** begin DATASET RECORDS **

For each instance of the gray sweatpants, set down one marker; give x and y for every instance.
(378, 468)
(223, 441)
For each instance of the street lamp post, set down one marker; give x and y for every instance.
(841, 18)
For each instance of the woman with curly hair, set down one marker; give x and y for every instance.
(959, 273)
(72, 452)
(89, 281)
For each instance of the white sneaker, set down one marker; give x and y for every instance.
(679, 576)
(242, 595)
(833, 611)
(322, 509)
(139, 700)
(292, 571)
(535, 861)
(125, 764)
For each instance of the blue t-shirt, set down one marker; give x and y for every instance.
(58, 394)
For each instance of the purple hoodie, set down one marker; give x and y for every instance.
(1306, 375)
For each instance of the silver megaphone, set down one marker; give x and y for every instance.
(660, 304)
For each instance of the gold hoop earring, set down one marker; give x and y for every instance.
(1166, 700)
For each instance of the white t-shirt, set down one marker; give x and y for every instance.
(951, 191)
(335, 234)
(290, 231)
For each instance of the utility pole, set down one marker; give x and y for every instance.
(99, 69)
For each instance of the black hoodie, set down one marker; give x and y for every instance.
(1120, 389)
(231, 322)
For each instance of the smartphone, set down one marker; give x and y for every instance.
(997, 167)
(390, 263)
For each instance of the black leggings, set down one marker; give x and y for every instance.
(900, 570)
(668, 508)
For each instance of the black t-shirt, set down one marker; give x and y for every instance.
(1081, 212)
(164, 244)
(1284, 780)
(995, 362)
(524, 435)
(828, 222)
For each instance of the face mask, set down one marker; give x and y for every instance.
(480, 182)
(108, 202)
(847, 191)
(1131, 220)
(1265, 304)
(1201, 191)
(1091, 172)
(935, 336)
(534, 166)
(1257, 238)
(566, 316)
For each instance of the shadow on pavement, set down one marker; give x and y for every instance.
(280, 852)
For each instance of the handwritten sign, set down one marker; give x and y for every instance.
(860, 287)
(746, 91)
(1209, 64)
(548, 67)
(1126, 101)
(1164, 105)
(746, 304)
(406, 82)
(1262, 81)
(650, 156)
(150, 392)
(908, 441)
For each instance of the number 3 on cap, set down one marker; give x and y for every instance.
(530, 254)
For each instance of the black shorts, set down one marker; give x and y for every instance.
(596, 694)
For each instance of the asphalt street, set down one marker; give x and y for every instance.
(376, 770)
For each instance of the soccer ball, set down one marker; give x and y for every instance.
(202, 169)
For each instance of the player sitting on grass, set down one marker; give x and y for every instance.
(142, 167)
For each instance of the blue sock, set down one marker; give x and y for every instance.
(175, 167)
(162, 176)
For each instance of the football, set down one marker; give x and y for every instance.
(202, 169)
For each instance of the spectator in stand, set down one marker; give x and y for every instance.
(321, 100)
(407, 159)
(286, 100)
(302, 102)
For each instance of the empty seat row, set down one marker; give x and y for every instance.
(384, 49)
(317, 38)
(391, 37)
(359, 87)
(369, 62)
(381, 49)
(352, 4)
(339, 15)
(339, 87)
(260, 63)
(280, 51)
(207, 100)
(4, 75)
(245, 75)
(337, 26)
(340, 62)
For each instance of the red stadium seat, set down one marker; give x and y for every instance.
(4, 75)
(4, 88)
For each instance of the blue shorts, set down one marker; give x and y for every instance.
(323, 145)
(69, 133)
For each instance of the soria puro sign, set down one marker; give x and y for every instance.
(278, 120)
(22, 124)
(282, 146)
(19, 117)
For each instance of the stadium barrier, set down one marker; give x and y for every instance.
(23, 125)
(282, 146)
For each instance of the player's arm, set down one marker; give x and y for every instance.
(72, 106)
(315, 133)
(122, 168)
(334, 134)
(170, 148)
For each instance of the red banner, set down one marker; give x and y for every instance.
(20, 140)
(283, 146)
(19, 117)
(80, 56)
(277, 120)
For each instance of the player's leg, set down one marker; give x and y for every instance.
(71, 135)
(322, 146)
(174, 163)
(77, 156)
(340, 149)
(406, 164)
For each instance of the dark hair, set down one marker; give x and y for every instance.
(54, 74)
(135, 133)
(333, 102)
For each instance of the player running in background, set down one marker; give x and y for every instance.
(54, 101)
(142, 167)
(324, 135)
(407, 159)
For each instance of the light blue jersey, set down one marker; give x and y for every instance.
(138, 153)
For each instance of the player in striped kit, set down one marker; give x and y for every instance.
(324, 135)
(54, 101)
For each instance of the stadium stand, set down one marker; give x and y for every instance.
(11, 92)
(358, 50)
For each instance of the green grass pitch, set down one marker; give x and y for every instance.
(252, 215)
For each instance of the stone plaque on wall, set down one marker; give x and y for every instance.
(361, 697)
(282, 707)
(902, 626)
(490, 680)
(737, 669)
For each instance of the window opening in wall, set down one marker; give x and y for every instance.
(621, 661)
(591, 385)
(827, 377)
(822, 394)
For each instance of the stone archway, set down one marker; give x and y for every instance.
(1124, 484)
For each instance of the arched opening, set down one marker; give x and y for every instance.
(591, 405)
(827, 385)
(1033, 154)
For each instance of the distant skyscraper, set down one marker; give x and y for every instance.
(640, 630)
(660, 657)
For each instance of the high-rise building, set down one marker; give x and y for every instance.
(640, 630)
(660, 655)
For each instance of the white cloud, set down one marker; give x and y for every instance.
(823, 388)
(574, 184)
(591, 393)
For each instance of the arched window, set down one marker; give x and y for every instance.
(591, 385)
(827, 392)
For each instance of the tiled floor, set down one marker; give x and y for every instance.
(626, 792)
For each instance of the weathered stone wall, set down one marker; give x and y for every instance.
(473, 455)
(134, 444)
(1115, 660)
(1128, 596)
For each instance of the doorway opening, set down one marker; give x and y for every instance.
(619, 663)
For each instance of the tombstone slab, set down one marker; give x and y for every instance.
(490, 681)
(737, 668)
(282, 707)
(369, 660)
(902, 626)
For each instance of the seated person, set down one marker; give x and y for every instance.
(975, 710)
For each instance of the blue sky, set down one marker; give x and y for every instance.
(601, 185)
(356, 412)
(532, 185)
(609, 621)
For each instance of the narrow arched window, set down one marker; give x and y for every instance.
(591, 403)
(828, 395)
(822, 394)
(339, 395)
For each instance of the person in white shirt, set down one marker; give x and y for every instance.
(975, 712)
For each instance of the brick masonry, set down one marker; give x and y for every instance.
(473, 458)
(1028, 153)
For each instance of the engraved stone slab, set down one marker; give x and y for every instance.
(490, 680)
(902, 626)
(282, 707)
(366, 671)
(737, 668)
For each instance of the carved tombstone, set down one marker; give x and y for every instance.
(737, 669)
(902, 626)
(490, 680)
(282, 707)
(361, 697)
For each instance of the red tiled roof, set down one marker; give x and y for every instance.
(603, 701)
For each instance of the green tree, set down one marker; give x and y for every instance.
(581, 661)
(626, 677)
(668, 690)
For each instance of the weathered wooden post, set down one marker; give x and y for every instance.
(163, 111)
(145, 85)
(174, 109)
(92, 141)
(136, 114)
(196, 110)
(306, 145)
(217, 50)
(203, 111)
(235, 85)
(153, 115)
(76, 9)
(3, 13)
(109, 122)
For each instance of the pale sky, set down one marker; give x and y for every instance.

** end DATASET RECORDS **

- _BRIEF_: Reproduce each of the records above word for word, from the first to the last, with no changes.

- _FULL OUTPUT_:
For each instance of the gray sweatpants, set down one marker; give x and y for every instance.
(378, 468)
(223, 441)
For each instance of the street lamp post, set down one marker; give x and y for every instance.
(841, 18)
For each instance of the woman with curly hair, set down one marker; give x and y for every instance.
(959, 273)
(72, 452)
(89, 281)
For each instance of the white sneaker, set down one marker; give x and y for every instance.
(679, 576)
(242, 595)
(833, 611)
(322, 509)
(139, 700)
(292, 571)
(535, 861)
(125, 764)
For each instance of the blue t-shirt, set down one marker; give x and y for every instance.
(58, 394)
For each instance of the purple hoodie, set down one marker; give x and y for every instance.
(1306, 375)
For each instance of the silver megaphone, set down one marker; give x and y for every instance.
(660, 304)
For each instance of the gold hoop earring, set down one marker; give x and y for every instance.
(1166, 700)
For each instance of the white t-shirt, set down one marker; give x and y for every instance.
(951, 191)
(335, 234)
(290, 231)
For each instance of the utility pole, set down one marker; give x and y for every instance.
(99, 69)
For each instance of the black hoodie, set down one marker; give x and y for every instance.
(1120, 389)
(231, 322)
For each instance of the smartphone, set down one marker; give x and y for every instance.
(997, 167)
(390, 263)
For each instance of the black leggings, set down one marker; give x and y for every instance.
(900, 570)
(668, 508)
For each instance of the black t-shirt, set down one marker; give x and y for every instance.
(1081, 212)
(164, 244)
(1284, 780)
(995, 362)
(524, 435)
(828, 222)
For each instance of the face mask, set down one marker; give x and y for every instance.
(480, 182)
(108, 202)
(847, 191)
(1131, 220)
(1265, 304)
(1201, 191)
(1091, 172)
(935, 336)
(534, 166)
(1257, 238)
(566, 316)
For each instance of the shadow on pavement, set down one marker; give x and y for every instance.
(280, 852)
For each instance of the handwritten sign, set down one marker; give x and y for every instance.
(860, 287)
(746, 91)
(1209, 64)
(548, 67)
(1126, 101)
(1164, 105)
(746, 304)
(406, 82)
(1262, 81)
(650, 156)
(150, 392)
(908, 441)
For each instance of the number 3 on cap, set down one marker; give x and y for every instance.
(530, 254)
For each instance of the black shorts, set down one marker; give x and y for every instance.
(596, 694)
For each instance of the asphalt street, set down one marker; give x and y for every instance.
(376, 770)
For each instance of the soccer ball, set down one marker; give x and y for every instance.
(202, 169)
For each instance of the player sitting on grass, set down one marker; give x and y for every instance.
(142, 167)
For each instance of the blue sock, set down one marker; give x and y for every instance.
(175, 167)
(162, 176)
For each instance of the football, set down one marker; give x and y for every instance.
(202, 169)
For each instance of the spectator in stand, set down one marker; give x and y for every instance.
(321, 100)
(407, 159)
(286, 100)
(302, 102)
For each instance of the empty seat row, set down one marker; give x and y for every instance.
(384, 49)
(317, 38)
(391, 37)
(359, 87)
(369, 62)
(381, 49)
(352, 4)
(339, 15)
(339, 87)
(260, 63)
(280, 51)
(207, 100)
(4, 75)
(245, 75)
(337, 26)
(340, 62)
For each instance of the red stadium seat, set down one marker; give x and y for every instance.
(4, 75)
(4, 88)
For each instance of the blue shorts, set down one marker; give x and y for every instance.
(323, 145)
(69, 133)
For each instance of the soria puro sign, set down one marker; give x and y for every instance.
(278, 120)
(22, 124)
(282, 146)
(19, 117)
For each instance of the stadium barrier, set down one marker; give x and y for every instance.
(23, 125)
(282, 146)
For each instance of the player's arm, set down one marker; give x and y for every instance.
(72, 106)
(315, 133)
(122, 168)
(334, 134)
(170, 148)
For each instance of the red banner, set down one marker; give x and y for every instance.
(20, 140)
(283, 146)
(19, 117)
(80, 56)
(277, 120)
For each instance of the player's leg, set down one marker; give x and y for every instance.
(71, 135)
(322, 146)
(174, 163)
(77, 156)
(340, 149)
(406, 164)
For each instance of the dark hair, set down one marker; give x and y for every instance.
(54, 74)
(135, 133)
(333, 102)
For each instance of the player running in background, set down one marker; give x and y for every instance.
(54, 101)
(142, 167)
(324, 135)
(407, 159)
For each instance of the light blue jersey, set down one marker; give x and y for every instance.
(138, 153)
For each instance of the player in striped kit, set down one marker; give x and y for every instance.
(324, 135)
(54, 101)
For each instance of the stadium stand, set down one marker; give x and y for every instance.
(11, 92)
(358, 50)
For each instance of the green grass pitch, set down one marker; give x and y for every instance.
(252, 215)
For each instance of the stone plaque on wall, set down one marker; give x and y for every instance.
(361, 697)
(282, 707)
(902, 626)
(490, 680)
(737, 669)
For each instance of the window opening in wall, set down one marker; give x and y for every instance.
(621, 661)
(591, 385)
(827, 377)
(822, 394)
For each instance of the stone archway, set down one marker; give x and y for every instance.
(1124, 484)
For each instance of the arched opening, set down one marker; give x and y for every instance.
(591, 405)
(827, 385)
(1033, 154)
For each instance of the distant skyscraper, set down one marker; give x and y for every instance.
(640, 630)
(660, 657)
For each instance of the high-rise building, set down one marker; give x and y for every instance.
(640, 630)
(660, 655)
For each instance of the white cloud, set down one marker; give x and y for every instance.
(823, 388)
(574, 184)
(591, 393)
For each instance of the arched window, set down one marker; give x and y for every instance.
(591, 385)
(827, 392)
For each instance of the tiled floor, set down one marker; give x and y for every instance.
(626, 792)
For each instance of the weathered stone wall, set down one marker; give x and y for every instance.
(473, 455)
(134, 444)
(1115, 660)
(1128, 596)
For each instance of the doorway opening, set down one marker; give x and y for every instance.
(619, 663)
For each instance of the tombstone slab, set down one marker; give x and y for every instance.
(490, 681)
(737, 668)
(282, 707)
(369, 660)
(902, 626)
For each instance of the seated person, set down one marker; give x and y for every instance.
(975, 710)
For each instance of the blue sky, set down one marker; give x and y for every instance.
(601, 185)
(356, 412)
(532, 185)
(609, 621)
For each instance of the narrow arched window, set down one marker; give x and y for every instance.
(591, 403)
(828, 395)
(822, 394)
(339, 395)
For each instance of the person in white shirt, set down one marker; give x and y for every instance.
(975, 712)
For each instance of the brick masonry, set down one marker; give x and y for every instance.
(473, 458)
(1028, 153)
For each instance of the engraved stone slab, set down one marker; give x and y for every instance.
(490, 680)
(902, 626)
(282, 707)
(366, 671)
(737, 668)
For each instance of the carved tombstone, set down one marker; give x and y for every instance.
(737, 669)
(902, 626)
(490, 680)
(282, 707)
(361, 697)
For each instance of the red tiled roof, set down one marker; give x and y for every instance.
(603, 701)
For each instance of the green tree, set down one marker; give x and y for every instance.
(581, 661)
(626, 677)
(668, 690)
For each instance of the weathered wooden post, set down one marker; give x and y for every instance.
(163, 111)
(145, 85)
(174, 109)
(92, 141)
(136, 114)
(196, 110)
(306, 145)
(217, 50)
(203, 111)
(235, 85)
(153, 115)
(76, 9)
(3, 13)
(109, 122)
For each instance of the pale sky, set down one marker; give x and y for every instance.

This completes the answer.